What the task asks
When the material ends, stop; until then, set down every line exactly.

Segment Start: Material for this exercise

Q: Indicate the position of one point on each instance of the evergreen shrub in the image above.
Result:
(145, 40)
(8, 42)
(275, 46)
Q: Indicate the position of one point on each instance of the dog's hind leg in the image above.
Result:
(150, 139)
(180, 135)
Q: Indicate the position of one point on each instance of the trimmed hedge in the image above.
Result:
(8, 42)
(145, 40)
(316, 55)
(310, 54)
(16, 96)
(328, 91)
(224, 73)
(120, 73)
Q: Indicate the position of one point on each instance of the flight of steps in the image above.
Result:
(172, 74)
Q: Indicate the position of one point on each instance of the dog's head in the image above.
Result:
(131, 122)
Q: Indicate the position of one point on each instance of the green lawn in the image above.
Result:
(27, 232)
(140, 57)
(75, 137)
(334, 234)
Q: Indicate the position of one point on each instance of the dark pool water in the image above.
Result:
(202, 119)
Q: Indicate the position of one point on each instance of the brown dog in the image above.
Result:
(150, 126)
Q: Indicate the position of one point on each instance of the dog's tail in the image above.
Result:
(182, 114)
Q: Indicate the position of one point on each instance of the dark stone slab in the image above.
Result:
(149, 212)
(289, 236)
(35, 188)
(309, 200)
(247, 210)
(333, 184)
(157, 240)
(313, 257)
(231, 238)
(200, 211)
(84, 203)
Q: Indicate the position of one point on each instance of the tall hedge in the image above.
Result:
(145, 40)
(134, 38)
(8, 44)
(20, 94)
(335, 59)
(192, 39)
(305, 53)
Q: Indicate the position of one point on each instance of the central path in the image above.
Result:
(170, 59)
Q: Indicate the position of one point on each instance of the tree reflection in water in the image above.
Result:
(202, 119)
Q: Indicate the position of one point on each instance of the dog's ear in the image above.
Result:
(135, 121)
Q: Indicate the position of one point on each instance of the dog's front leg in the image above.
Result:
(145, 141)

Segment End: Material for this exercise

Answer for this exercise
Q: Indicate the position of one point on each instance of the evergreen shrub in the image above.
Result:
(145, 40)
(8, 42)
(275, 46)
Q: Indicate the position of one point on each instance of the dog's hind leg in the image above.
Result:
(150, 139)
(180, 135)
Q: Indicate the position of one point on each instance of the trimmed hedge in the image above.
Result:
(8, 42)
(145, 40)
(316, 55)
(310, 54)
(16, 96)
(328, 91)
(224, 73)
(120, 73)
Q: Indicate the position of one point on each instance of the flight of steps in the image above.
Result:
(172, 74)
Q: Indicate the position of one point on each instance of the dog's head in the image above.
Result:
(131, 122)
Q: Indicate the position of one point on each instance of the green lawn in the image above.
Result:
(27, 232)
(140, 57)
(75, 137)
(334, 234)
Q: Indicate the position of one point on each instance of the dark pool water in the image above.
Result:
(202, 119)
Q: Indicate the position of one point on each instance of the brown dog in the image above.
Result:
(150, 126)
Q: Indicate the position of one point on each instance of the dog's tail in the image above.
Result:
(182, 114)
Q: Indicate the position of one point on each instance of the dark stone slab in the image above.
Result:
(149, 212)
(289, 236)
(35, 188)
(309, 200)
(247, 210)
(333, 184)
(157, 240)
(313, 257)
(231, 238)
(200, 211)
(84, 203)
Q: Indicate the position of one point on each instance of the tall hedge in the image above.
Result:
(145, 40)
(134, 38)
(8, 44)
(20, 94)
(335, 59)
(192, 39)
(305, 53)
Q: Indicate the position of one point on each instance of the central path in the image above.
Result:
(170, 59)
Q: Indicate the position of one point on each instance of the tree reflection in water in the image above.
Result:
(202, 119)
Q: Indicate the position of one point on each instance of the dog's ear in the image above.
Result:
(135, 121)
Q: Indicate the position of one point on each instance of the dog's front leg in the image above.
Result:
(145, 141)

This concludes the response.